• _Directive_: Rewrite the data that follows, replacing every occurrence of "encloses" with "surrounds" and leaving everything else unchanged. Omit the pictures from your version.
┄┄┄┄┄┄┄┄┄┄┄┄┄┄┄┄┄┄┄┄
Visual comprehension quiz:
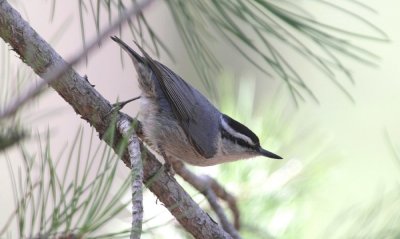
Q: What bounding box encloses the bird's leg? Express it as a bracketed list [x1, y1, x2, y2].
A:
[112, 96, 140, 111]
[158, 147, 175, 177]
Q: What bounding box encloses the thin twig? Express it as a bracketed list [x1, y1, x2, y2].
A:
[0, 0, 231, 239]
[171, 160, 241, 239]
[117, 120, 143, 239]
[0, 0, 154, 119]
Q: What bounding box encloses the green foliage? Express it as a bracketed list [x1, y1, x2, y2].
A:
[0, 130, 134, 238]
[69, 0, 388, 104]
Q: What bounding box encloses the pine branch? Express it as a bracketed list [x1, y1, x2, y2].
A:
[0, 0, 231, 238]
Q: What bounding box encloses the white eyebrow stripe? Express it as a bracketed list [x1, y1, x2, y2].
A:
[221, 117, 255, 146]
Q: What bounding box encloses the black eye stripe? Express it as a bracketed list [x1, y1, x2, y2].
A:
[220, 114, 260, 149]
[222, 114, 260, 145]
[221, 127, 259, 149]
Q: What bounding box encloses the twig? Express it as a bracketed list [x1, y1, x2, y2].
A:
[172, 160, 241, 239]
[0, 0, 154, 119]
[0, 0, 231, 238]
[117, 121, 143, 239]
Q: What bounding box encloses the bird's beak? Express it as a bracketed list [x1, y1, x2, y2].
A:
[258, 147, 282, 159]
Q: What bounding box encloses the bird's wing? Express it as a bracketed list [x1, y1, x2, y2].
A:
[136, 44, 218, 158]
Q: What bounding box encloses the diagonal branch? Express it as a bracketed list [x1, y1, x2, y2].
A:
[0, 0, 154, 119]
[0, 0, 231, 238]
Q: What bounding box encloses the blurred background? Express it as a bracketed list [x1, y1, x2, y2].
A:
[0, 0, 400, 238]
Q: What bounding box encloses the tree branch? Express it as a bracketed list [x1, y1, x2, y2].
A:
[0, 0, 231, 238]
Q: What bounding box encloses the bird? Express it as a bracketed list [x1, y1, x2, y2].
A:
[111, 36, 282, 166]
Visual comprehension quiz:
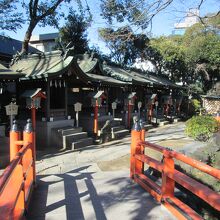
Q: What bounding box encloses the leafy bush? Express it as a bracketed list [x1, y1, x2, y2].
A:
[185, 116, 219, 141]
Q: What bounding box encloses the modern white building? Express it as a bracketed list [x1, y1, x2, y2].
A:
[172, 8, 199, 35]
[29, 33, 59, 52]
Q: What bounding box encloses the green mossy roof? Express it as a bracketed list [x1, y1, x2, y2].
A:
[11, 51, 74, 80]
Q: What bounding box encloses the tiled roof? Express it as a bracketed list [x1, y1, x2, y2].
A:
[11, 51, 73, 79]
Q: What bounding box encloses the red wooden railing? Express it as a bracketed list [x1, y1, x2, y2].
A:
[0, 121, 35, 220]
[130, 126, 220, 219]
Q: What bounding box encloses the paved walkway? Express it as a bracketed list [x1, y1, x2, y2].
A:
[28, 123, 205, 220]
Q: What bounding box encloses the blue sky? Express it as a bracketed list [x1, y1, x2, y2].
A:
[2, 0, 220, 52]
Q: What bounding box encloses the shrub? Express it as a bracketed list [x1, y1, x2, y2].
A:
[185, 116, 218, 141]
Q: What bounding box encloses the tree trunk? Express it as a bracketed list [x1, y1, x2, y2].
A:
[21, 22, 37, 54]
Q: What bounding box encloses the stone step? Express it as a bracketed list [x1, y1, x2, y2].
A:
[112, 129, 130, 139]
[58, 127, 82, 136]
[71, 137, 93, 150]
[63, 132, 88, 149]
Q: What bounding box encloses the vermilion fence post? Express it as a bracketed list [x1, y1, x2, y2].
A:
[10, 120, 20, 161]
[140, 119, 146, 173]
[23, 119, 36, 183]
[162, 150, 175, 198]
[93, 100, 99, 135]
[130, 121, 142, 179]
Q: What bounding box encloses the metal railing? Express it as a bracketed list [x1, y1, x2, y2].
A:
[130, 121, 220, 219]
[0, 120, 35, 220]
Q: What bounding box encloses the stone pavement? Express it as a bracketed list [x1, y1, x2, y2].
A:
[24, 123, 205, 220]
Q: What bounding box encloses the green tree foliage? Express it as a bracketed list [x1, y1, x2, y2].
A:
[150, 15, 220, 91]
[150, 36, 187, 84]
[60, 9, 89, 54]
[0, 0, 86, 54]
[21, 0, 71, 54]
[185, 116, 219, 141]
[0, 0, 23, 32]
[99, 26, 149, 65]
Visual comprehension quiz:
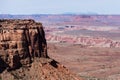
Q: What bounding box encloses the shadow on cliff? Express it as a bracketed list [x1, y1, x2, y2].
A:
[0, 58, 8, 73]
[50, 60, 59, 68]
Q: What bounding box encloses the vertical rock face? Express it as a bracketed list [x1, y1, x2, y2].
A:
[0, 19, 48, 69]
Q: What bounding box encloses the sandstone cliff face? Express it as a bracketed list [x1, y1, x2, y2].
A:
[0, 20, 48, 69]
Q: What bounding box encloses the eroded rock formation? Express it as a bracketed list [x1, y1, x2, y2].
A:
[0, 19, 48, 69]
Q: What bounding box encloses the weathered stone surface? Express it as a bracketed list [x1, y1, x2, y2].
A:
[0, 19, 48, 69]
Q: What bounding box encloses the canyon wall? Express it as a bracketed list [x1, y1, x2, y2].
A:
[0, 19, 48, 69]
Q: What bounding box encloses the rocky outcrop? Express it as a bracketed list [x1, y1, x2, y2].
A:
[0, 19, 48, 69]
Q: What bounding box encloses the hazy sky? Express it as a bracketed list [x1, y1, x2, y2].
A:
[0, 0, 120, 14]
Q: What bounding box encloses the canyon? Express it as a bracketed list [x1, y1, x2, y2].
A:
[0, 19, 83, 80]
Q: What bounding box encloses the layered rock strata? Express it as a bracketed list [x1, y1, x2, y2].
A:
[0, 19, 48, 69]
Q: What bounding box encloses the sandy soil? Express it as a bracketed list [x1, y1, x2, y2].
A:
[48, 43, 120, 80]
┄┄┄┄┄┄┄┄┄┄┄┄┄┄┄┄┄┄┄┄
• _Exercise response_:
Visual comprehension quiz:
Q: What bounding box surrounds the bird's leg? Express it as a bracketed list [x1, y1, x2, y2].
A:
[112, 96, 140, 111]
[158, 147, 175, 177]
Q: What bounding box surrounds the thin twig? Express it as a bracketed list [x1, y1, x2, y2].
A:
[0, 0, 231, 239]
[171, 160, 241, 239]
[117, 120, 143, 239]
[0, 0, 154, 119]
Q: What bounding box surrounds the green foliage? Express it as a bracketed list [x1, y1, x2, y2].
A:
[0, 130, 134, 238]
[69, 0, 388, 104]
Q: What bounding box surrounds the pine branch? Express it as a bracketed list [x1, y1, x2, y2].
A:
[0, 0, 231, 238]
Q: What bounding box surrounds the white eyebrow stripe? Express it as a bracketed list [x1, y1, x2, y2].
A:
[221, 117, 255, 146]
Q: What bounding box surrounds the black eye stripe? Express it as a bracketed list [x1, y1, x2, y2].
A:
[220, 114, 260, 149]
[222, 114, 260, 145]
[221, 127, 259, 149]
Q: What bounding box surrounds the twig? Express it as a bracketed list [x1, y1, x2, y2].
A:
[172, 160, 241, 239]
[0, 0, 154, 119]
[0, 0, 231, 238]
[117, 121, 143, 239]
Q: What bounding box surrounds the bird's beak? Express it as a bracketed list [x1, y1, x2, y2].
A:
[258, 147, 282, 159]
Q: What bounding box surrounds the bird's wing? Express it as a bracketed list [x1, y1, x2, y2].
A:
[136, 44, 218, 158]
Q: What bounding box surrounds the diagonal branch? Express it as a bracketed list [x1, y1, x2, y2].
A:
[0, 0, 154, 119]
[0, 0, 231, 238]
Q: What bounding box surrounds the blurred background? Express it as a bracketed list [x1, y1, x2, y2].
A:
[0, 0, 400, 238]
Q: What bounding box surrounds the tree branch? Express it as a bracketed list [x1, y1, x2, y2].
A:
[0, 0, 231, 238]
Q: What bounding box surrounds the bird? Express it as a bracketed list [x1, y1, x2, y2].
A:
[111, 36, 282, 166]
Visual comprehension quiz:
Q: What bounding box surrounds the leafy bush? Express it as a bracketed list [x1, y1, x2, y2].
A:
[185, 116, 219, 141]
Q: What bounding box surrounds the modern white building? Express it as a bracketed list [x1, y1, x2, y2].
A:
[172, 8, 199, 35]
[29, 33, 59, 52]
Q: What bounding box surrounds the green mossy roof? Express it as a bracketed list [x1, y1, x2, y2].
A:
[11, 51, 74, 80]
Q: What bounding box surrounds the tiled roof? Express it as a bracketed list [x1, y1, x2, y2].
A:
[11, 51, 73, 79]
Q: What bounding box surrounds the red wooden railing? Express it as a bracketed list [x1, y1, x2, y2].
A:
[0, 121, 35, 220]
[130, 126, 220, 219]
Q: What bounding box surrounds the paved walkway? Express it as a bracketed list [x1, y1, x2, y2].
A:
[28, 123, 205, 220]
Q: What bounding box surrounds the blue sky? Express it as a bracketed list [x1, y1, x2, y2].
A:
[2, 0, 220, 52]
Q: What bounding box surrounds the shrub? Express it as a bracketed list [x1, y1, x2, y2].
A:
[185, 116, 218, 141]
Q: What bounding box surrounds the tree trunk? Express it as a bracketed list [x1, y1, x2, y2].
A:
[21, 22, 37, 54]
Q: What bounding box surrounds the stone step? Express it as a bracketed list [x1, y1, x2, y2].
A:
[112, 129, 130, 139]
[58, 127, 82, 136]
[71, 137, 93, 150]
[63, 132, 88, 149]
Q: What bounding box surrounds the vermilion fence post? Express it as a bracketed list [x1, y1, x2, y2].
A:
[10, 120, 20, 161]
[140, 119, 146, 173]
[23, 119, 36, 183]
[162, 150, 175, 198]
[93, 100, 99, 135]
[130, 121, 142, 179]
Q: What bounding box surrounds the metal railing? Express it as a bracketed list [x1, y1, x2, y2].
A:
[130, 121, 220, 219]
[0, 120, 35, 220]
Q: What bounding box surrounds the stone pavement? Express it as a bracketed list [x1, y1, x2, y2].
A:
[24, 123, 205, 220]
Q: What bounding box surrounds the green tree foliage? Express it as a bracketed list [x1, y1, x2, y2].
A:
[150, 15, 220, 91]
[150, 36, 187, 84]
[60, 9, 89, 54]
[0, 0, 86, 54]
[21, 0, 71, 54]
[185, 116, 219, 141]
[0, 0, 23, 32]
[99, 26, 149, 65]
Visual comprehension quiz:
Q: What bounding box surrounds the shadow on cliff? Express it as a bracketed list [x1, y1, x2, y2].
A:
[0, 58, 8, 73]
[50, 60, 59, 68]
Q: What bounding box surrounds the vertical rock face? Express it as a bracketed list [x1, y1, x2, y2].
A:
[0, 19, 48, 69]
Q: What bounding box surrounds the sandstone cliff face? Express it as a bracketed list [x1, y1, x2, y2].
A:
[0, 20, 48, 69]
Q: What bounding box surrounds the eroded rock formation? Express it as a bracketed list [x1, y1, x2, y2].
A:
[0, 19, 48, 69]
Q: What bounding box surrounds the weathered stone surface? Express it as a bracketed list [x1, y1, x2, y2].
A:
[0, 19, 48, 69]
Q: What bounding box surrounds the canyon wall? Express it as a bracketed list [x1, y1, x2, y2].
A:
[0, 19, 48, 69]
Q: What bounding box surrounds the rocky outcrop? Express it as a bracketed list [x1, y1, x2, y2].
A:
[0, 19, 48, 69]
Q: What bounding box surrounds the hazy sky? Express it as a bracketed list [x1, y1, x2, y2].
A:
[0, 0, 120, 14]
Q: What bounding box surrounds the canyon? Express it as a bracketed list [x1, y1, x2, y2].
A:
[0, 19, 83, 80]
Q: What bounding box surrounds the layered rock strata? Express it as a bracketed list [x1, y1, x2, y2].
A:
[0, 19, 48, 69]
Q: What bounding box surrounds the sandy soil? Express it as a bracketed list [x1, y1, x2, y2].
A:
[48, 43, 120, 80]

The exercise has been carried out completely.